• **Information provided**
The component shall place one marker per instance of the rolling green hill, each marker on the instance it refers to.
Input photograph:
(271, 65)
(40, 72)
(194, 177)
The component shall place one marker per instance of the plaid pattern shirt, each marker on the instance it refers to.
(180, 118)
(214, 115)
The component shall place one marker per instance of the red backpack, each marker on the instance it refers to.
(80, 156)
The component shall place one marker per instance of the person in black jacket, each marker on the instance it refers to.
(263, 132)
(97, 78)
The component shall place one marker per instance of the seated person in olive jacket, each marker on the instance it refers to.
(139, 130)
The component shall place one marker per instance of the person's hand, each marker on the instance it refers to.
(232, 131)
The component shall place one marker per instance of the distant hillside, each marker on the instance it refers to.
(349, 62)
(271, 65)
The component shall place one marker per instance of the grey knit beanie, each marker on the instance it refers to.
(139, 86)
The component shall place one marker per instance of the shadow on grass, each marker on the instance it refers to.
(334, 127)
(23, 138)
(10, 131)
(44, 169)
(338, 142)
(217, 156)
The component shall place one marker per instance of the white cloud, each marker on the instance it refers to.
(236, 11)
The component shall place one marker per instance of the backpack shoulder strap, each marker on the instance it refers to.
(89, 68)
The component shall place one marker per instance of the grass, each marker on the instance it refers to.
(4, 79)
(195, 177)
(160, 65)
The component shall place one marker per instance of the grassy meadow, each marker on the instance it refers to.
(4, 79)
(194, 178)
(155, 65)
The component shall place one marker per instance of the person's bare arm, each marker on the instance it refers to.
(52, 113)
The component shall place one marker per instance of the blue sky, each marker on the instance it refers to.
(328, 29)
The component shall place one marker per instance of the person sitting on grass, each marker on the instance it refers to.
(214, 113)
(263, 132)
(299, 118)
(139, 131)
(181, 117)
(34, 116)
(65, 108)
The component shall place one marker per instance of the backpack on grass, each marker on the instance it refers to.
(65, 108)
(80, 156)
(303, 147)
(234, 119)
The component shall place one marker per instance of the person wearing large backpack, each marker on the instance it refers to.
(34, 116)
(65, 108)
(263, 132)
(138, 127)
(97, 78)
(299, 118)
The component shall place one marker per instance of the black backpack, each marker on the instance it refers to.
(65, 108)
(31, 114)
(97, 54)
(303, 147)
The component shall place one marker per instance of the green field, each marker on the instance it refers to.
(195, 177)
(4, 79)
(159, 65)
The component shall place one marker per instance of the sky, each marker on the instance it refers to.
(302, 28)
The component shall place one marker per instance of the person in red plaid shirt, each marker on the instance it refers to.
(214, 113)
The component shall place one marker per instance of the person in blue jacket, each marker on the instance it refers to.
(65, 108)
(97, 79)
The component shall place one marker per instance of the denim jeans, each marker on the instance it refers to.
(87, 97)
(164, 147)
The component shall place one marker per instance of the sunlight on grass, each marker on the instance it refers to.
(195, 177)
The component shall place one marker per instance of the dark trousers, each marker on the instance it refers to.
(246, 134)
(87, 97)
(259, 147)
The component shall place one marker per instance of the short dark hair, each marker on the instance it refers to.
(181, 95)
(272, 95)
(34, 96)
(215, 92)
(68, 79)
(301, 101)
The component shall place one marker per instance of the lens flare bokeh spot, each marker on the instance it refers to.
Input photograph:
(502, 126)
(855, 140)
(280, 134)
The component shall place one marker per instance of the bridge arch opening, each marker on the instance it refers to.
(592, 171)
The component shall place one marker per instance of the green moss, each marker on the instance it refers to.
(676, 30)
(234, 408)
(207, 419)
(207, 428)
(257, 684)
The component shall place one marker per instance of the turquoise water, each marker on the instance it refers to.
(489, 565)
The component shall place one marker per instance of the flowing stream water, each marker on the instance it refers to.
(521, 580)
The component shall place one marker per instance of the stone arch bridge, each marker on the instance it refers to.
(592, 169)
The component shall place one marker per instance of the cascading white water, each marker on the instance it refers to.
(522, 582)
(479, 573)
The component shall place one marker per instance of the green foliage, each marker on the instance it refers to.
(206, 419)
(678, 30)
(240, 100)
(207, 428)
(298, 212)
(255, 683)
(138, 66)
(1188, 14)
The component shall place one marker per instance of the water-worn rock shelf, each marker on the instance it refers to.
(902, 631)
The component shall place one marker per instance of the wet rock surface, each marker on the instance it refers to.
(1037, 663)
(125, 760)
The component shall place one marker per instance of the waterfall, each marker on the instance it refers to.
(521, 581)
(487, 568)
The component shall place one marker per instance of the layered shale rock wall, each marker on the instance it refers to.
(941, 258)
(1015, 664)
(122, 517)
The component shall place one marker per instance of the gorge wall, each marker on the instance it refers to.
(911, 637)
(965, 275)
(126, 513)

==

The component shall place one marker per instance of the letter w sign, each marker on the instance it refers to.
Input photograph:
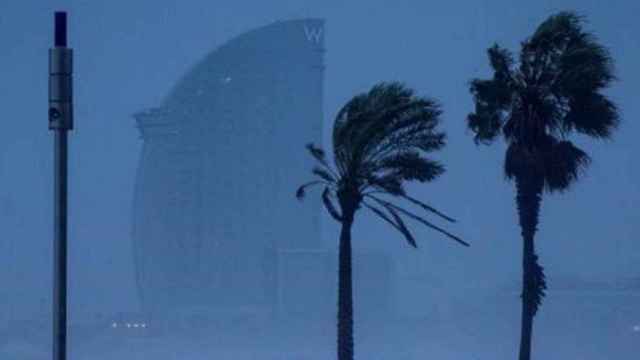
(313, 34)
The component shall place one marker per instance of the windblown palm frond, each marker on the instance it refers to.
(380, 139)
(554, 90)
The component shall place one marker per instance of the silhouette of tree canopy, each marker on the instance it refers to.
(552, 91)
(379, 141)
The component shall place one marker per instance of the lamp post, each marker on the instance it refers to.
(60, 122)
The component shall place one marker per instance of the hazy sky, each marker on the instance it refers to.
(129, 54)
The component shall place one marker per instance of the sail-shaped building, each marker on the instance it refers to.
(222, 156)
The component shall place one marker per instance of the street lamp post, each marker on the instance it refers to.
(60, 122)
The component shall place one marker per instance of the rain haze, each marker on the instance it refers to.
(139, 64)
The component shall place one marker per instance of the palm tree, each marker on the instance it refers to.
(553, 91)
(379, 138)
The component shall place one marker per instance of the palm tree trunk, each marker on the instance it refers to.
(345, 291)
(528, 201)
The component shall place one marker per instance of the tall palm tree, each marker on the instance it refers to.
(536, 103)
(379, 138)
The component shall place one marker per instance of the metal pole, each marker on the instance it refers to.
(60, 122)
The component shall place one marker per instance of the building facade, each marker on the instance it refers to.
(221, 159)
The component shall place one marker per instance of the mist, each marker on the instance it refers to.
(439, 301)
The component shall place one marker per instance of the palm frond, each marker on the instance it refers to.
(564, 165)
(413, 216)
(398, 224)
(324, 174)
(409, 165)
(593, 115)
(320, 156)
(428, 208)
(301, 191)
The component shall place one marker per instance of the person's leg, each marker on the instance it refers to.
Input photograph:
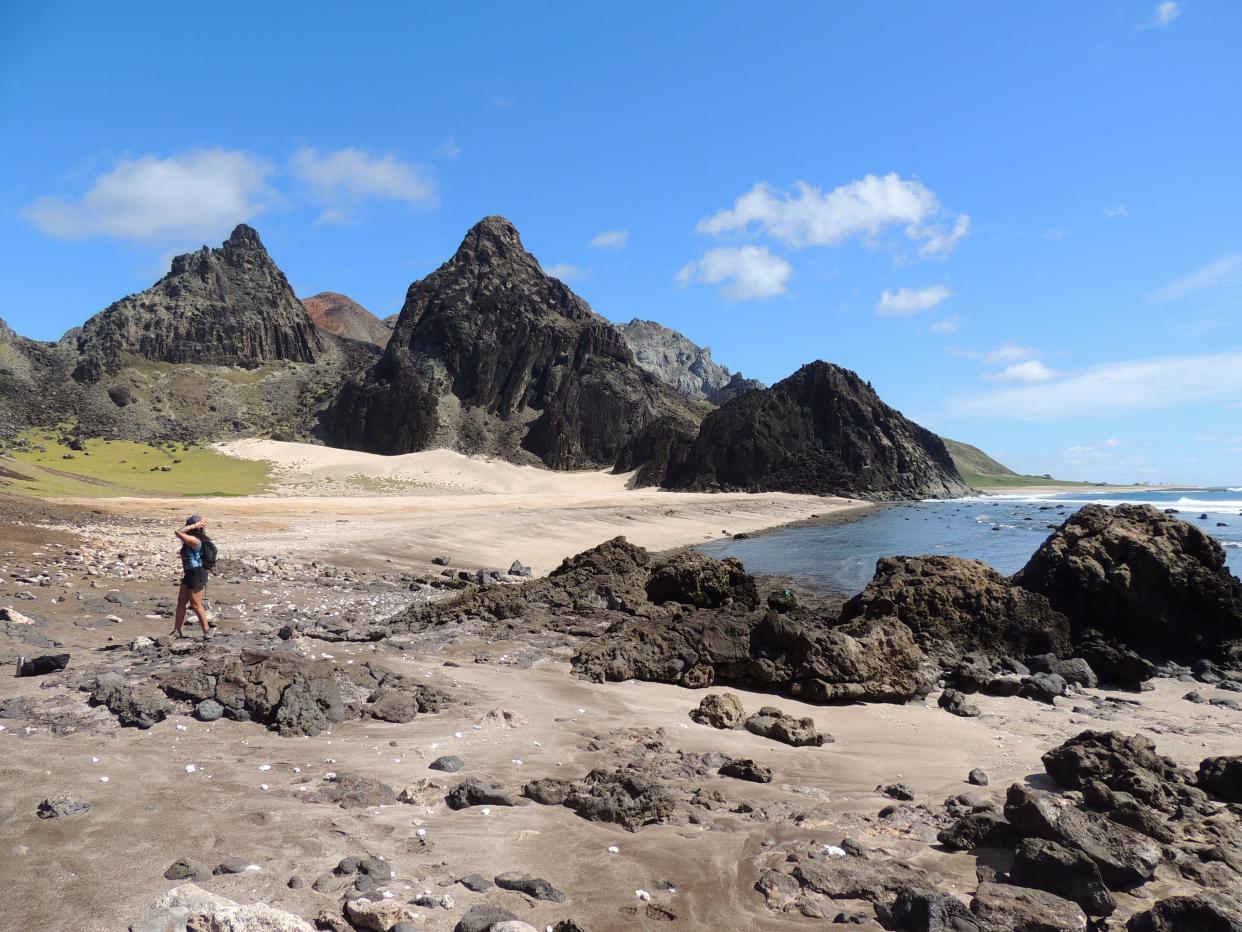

• **Instruction**
Report every line in the material above that contains the word "rock". Case matters.

• **Reply to the exercise**
The component shall place one marker per instance of the water-worn rock shelf, each marker on the instance it refers to.
The component shall place one marker per instance of the wet rock surface, each marker on the instance it refers to.
The component shall place one marker per instance of the layered shale rock wall, each marker on the instance it refers to.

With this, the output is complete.